= What you should do =
Pick out every line of the records that contains the word "dense", matching case, and copy each one.

= Records shown =
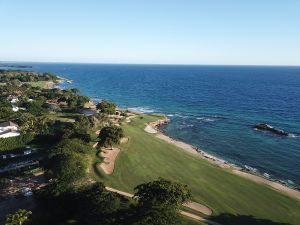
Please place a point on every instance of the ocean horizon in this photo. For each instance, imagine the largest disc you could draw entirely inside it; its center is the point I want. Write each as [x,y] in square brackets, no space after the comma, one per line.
[211,107]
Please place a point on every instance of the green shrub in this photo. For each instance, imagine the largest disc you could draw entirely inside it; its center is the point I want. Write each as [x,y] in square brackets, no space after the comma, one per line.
[15,142]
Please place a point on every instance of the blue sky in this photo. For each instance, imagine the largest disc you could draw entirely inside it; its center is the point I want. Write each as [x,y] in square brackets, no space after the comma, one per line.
[259,32]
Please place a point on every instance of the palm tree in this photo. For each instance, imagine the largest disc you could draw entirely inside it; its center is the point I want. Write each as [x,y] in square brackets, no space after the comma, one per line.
[18,218]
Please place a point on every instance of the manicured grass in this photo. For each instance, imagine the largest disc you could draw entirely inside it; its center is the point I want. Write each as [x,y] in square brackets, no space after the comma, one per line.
[146,157]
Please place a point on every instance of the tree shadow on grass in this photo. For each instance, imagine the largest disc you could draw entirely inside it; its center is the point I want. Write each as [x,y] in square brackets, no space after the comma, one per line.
[230,219]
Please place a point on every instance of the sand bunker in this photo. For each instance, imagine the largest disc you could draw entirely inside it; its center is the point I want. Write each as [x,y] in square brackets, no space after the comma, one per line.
[198,207]
[124,140]
[150,129]
[109,156]
[128,119]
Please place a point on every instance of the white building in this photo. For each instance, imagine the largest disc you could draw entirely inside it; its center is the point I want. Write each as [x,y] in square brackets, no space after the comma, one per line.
[8,129]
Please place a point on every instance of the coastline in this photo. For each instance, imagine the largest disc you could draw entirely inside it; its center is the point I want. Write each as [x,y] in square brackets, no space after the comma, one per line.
[291,192]
[294,193]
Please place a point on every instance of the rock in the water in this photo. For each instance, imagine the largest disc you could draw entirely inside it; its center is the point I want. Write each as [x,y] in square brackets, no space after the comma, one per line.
[267,127]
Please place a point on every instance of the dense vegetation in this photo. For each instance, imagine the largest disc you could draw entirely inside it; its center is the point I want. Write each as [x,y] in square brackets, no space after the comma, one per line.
[15,142]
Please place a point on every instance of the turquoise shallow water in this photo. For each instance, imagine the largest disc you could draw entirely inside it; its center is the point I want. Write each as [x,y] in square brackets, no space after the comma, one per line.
[211,107]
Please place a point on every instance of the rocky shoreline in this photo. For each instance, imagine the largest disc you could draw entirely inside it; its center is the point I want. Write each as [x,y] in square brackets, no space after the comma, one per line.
[246,173]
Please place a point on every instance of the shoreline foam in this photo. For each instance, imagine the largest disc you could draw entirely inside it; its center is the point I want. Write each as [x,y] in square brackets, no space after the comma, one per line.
[220,162]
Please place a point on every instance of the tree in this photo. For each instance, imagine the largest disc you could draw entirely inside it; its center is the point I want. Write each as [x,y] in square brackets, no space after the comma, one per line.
[5,112]
[107,107]
[75,91]
[159,201]
[18,218]
[110,135]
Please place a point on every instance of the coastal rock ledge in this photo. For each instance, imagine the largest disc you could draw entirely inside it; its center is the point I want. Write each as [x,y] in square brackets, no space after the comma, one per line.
[267,127]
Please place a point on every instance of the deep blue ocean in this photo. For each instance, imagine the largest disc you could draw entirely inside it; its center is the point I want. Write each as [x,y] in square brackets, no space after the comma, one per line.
[211,107]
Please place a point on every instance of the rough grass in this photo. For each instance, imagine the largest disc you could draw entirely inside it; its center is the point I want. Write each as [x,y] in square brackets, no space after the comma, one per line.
[146,157]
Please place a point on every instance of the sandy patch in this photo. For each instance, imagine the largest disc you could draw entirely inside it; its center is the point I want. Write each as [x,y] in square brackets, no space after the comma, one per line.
[128,118]
[199,218]
[192,205]
[109,156]
[150,130]
[289,191]
[198,207]
[124,140]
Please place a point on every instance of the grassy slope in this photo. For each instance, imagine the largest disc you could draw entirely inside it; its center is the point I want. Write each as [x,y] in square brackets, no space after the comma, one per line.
[146,158]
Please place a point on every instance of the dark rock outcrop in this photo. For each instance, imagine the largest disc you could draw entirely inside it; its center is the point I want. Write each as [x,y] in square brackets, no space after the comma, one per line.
[267,127]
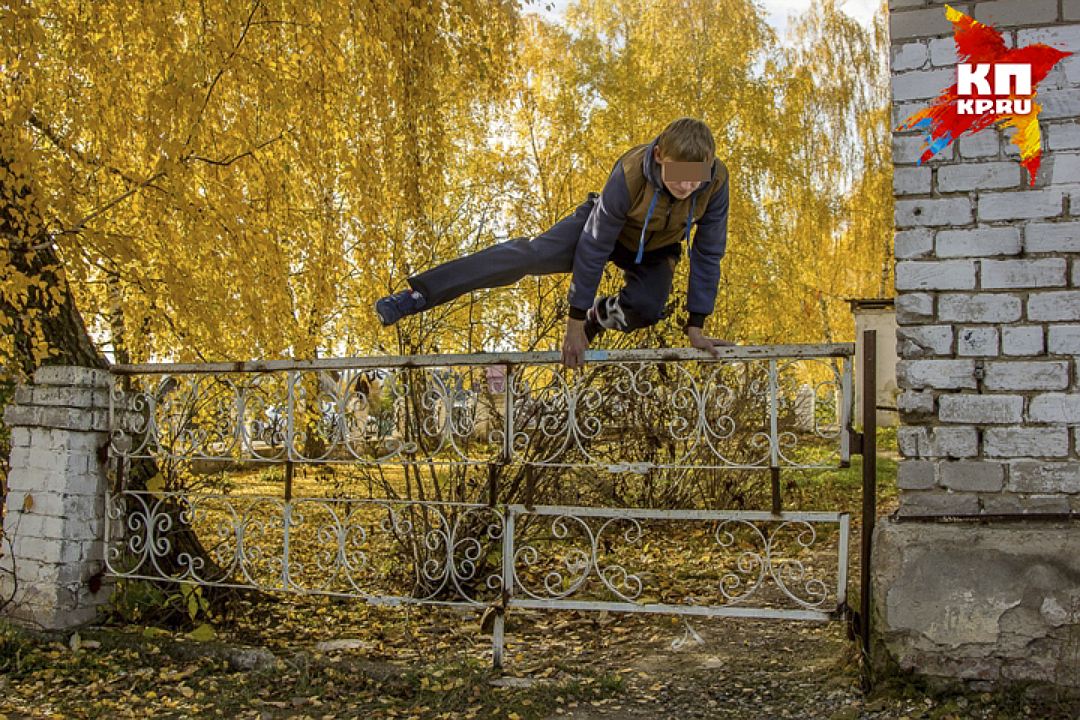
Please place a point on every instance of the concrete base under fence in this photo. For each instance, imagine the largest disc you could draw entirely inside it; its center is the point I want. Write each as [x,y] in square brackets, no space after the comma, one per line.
[991,605]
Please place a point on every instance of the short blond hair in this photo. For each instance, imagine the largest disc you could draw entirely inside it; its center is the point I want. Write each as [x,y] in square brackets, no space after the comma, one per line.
[687,139]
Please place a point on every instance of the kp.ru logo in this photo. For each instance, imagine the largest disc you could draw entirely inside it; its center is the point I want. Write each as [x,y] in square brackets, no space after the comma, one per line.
[972,104]
[972,80]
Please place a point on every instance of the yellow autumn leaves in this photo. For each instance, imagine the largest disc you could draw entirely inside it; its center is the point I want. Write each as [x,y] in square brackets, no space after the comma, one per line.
[238,180]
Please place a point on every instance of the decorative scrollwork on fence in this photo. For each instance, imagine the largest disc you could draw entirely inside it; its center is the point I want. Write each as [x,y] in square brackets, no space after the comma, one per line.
[592,558]
[310,545]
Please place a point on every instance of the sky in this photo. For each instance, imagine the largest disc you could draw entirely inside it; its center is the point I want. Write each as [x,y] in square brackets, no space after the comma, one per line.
[778,11]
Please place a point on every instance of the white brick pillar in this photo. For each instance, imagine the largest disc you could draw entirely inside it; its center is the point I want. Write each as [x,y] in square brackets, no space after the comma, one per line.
[988,313]
[53,555]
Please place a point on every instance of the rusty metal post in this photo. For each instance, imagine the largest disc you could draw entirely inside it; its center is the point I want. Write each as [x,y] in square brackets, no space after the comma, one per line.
[869,489]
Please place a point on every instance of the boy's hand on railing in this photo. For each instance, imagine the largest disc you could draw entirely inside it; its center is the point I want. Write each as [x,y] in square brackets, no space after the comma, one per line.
[575,343]
[699,340]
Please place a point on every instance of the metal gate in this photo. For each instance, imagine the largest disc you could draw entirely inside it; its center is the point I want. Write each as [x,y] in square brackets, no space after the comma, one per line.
[493,480]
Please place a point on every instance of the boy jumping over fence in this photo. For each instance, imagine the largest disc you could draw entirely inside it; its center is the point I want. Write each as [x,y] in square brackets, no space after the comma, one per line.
[656,193]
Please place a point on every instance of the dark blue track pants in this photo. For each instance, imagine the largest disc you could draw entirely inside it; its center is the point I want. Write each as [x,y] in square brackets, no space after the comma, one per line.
[643,299]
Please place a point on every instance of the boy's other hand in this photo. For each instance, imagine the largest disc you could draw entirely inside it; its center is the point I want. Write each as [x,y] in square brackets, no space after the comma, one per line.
[575,343]
[699,340]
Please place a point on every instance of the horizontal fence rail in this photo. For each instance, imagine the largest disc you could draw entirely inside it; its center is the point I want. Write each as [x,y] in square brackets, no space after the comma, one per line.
[785,406]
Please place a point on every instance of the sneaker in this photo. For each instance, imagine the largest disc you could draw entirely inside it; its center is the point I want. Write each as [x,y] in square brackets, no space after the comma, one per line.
[394,307]
[593,327]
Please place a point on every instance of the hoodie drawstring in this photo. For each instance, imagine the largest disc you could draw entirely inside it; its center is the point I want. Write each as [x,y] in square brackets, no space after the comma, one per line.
[689,220]
[640,243]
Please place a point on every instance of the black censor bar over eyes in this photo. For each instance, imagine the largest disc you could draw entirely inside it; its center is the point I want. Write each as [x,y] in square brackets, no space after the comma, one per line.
[679,172]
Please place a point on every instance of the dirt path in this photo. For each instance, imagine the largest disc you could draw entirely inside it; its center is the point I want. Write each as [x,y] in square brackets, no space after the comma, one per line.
[273,662]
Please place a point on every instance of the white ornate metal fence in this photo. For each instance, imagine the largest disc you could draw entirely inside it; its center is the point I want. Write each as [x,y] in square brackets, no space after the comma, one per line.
[669,413]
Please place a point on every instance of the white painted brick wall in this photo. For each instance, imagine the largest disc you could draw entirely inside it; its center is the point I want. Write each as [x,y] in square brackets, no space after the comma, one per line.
[979,308]
[912,180]
[1008,274]
[1061,135]
[923,340]
[1028,204]
[907,149]
[1064,340]
[935,374]
[972,476]
[977,242]
[979,176]
[935,275]
[1023,504]
[1055,408]
[1054,306]
[1063,167]
[909,244]
[933,502]
[921,84]
[937,442]
[1024,340]
[981,409]
[1051,442]
[1052,238]
[935,212]
[55,499]
[1023,375]
[914,308]
[909,56]
[976,341]
[916,403]
[983,144]
[1044,477]
[943,54]
[916,474]
[1060,104]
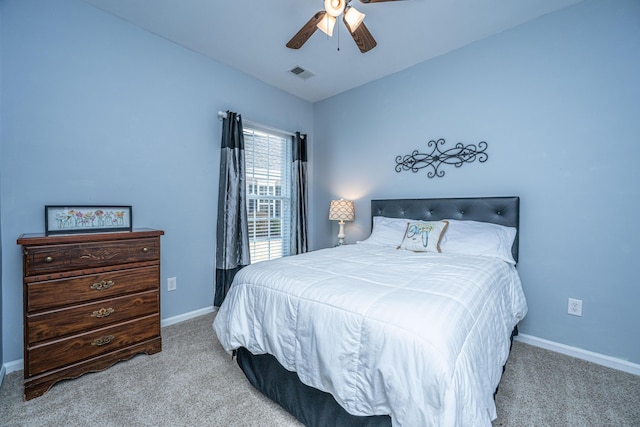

= Task response =
Please place a point on every instance of the dense vegetation in this photo. For each instance, imagine the largest disc you could draw entirely inside it; its center is the point I want. Write each as [x,y] in square brackets, no space after the comma, one per line.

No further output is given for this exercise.